(TASK REQUIREMENTS): Reproduce every line of the records below, changing each occurrence of "pixel coordinates" to "image coordinates" and leaving all else as it is. Omit the pictures from your answer.

(GIVEN DATA):
start
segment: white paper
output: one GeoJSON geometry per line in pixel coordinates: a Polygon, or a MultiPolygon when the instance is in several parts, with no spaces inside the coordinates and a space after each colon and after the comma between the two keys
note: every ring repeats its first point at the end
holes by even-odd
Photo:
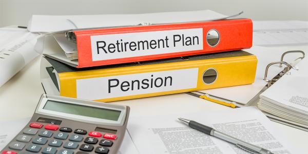
{"type": "MultiPolygon", "coordinates": [[[[288,48],[270,48],[254,46],[251,49],[245,49],[245,51],[256,55],[258,59],[255,83],[247,85],[208,89],[200,90],[200,91],[246,104],[267,84],[263,80],[266,66],[270,63],[280,61],[281,55],[284,52],[294,50],[307,51],[308,46],[296,48],[292,46],[288,48]]],[[[307,54],[308,53],[306,53],[306,54],[307,54]]],[[[285,56],[284,61],[287,63],[291,63],[302,56],[301,53],[290,53],[285,56]]],[[[286,67],[284,65],[282,66],[283,67],[279,67],[279,64],[271,66],[268,70],[267,79],[273,79],[286,67]]]]}
{"type": "Polygon", "coordinates": [[[38,35],[26,29],[0,28],[0,86],[39,55],[34,50],[38,35]]]}
{"type": "MultiPolygon", "coordinates": [[[[15,121],[0,122],[0,151],[24,128],[30,119],[29,117],[15,121]]],[[[118,153],[138,153],[127,130],[118,153]]]]}
{"type": "Polygon", "coordinates": [[[298,65],[260,95],[260,109],[308,128],[308,60],[298,65]]]}
{"type": "Polygon", "coordinates": [[[298,153],[270,121],[253,107],[190,114],[131,117],[128,130],[140,153],[248,153],[188,127],[178,118],[213,127],[275,153],[298,153]]]}
{"type": "Polygon", "coordinates": [[[308,44],[308,22],[254,21],[253,24],[255,45],[308,44]]]}
{"type": "MultiPolygon", "coordinates": [[[[232,15],[235,16],[241,13],[232,15]]],[[[210,21],[228,16],[211,10],[145,14],[86,15],[32,15],[31,32],[52,32],[72,29],[210,21]]]]}
{"type": "Polygon", "coordinates": [[[196,88],[198,72],[192,68],[78,79],[77,98],[95,100],[196,88]]]}

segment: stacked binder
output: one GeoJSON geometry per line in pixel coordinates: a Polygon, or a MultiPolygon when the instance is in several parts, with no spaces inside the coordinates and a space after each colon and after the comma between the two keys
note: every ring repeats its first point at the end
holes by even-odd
end
(SOLUTION TO THE EXERCISE):
segment: white paper
output: one GeoJSON geometry per line in image coordinates: a Polygon, or a MultiPolygon when the instance is in several parts, with no spaces inside the coordinates and a space after each colon and after the comma between the two keys
note: every ring repeats its first point at the end
holes by even-odd
Photo:
{"type": "MultiPolygon", "coordinates": [[[[288,48],[270,48],[254,46],[251,49],[245,49],[245,51],[256,55],[258,59],[255,83],[247,85],[208,89],[200,90],[200,91],[246,104],[267,84],[263,80],[266,66],[270,63],[280,61],[281,55],[284,52],[294,50],[307,51],[308,46],[296,48],[292,46],[288,48]]],[[[307,54],[308,53],[306,53],[306,54],[307,54]]],[[[285,56],[284,61],[287,63],[291,63],[302,56],[301,53],[290,53],[285,56]]],[[[286,67],[284,65],[282,66],[283,67],[279,67],[279,64],[271,66],[268,70],[267,79],[273,79],[286,67]]]]}
{"type": "Polygon", "coordinates": [[[38,35],[26,29],[0,28],[0,86],[39,55],[34,50],[38,35]]]}
{"type": "MultiPolygon", "coordinates": [[[[15,121],[0,122],[0,151],[24,128],[30,119],[29,117],[15,121]]],[[[118,153],[138,153],[127,130],[118,153]]]]}
{"type": "Polygon", "coordinates": [[[298,65],[260,95],[260,109],[308,128],[308,60],[298,65]]]}
{"type": "Polygon", "coordinates": [[[298,153],[270,121],[253,107],[190,114],[131,117],[128,130],[140,153],[248,153],[188,127],[178,118],[213,127],[275,153],[298,153]]]}
{"type": "Polygon", "coordinates": [[[308,44],[308,22],[254,21],[253,24],[255,45],[308,44]]]}
{"type": "MultiPolygon", "coordinates": [[[[232,15],[235,16],[241,13],[232,15]]],[[[210,21],[228,16],[211,10],[145,14],[86,15],[32,15],[31,32],[52,32],[72,29],[210,21]]]]}
{"type": "Polygon", "coordinates": [[[196,88],[198,72],[192,68],[78,79],[77,98],[95,100],[196,88]]]}

segment: stacked binder
output: one GeoJSON geometry per line in image coordinates: a Polygon, or a MultiPolygon when the instance is in several parts, with no spaces inside the coordinates and a space after each colon and after the comma between the two keys
note: every ring repeats its first point at the end
holes by even-odd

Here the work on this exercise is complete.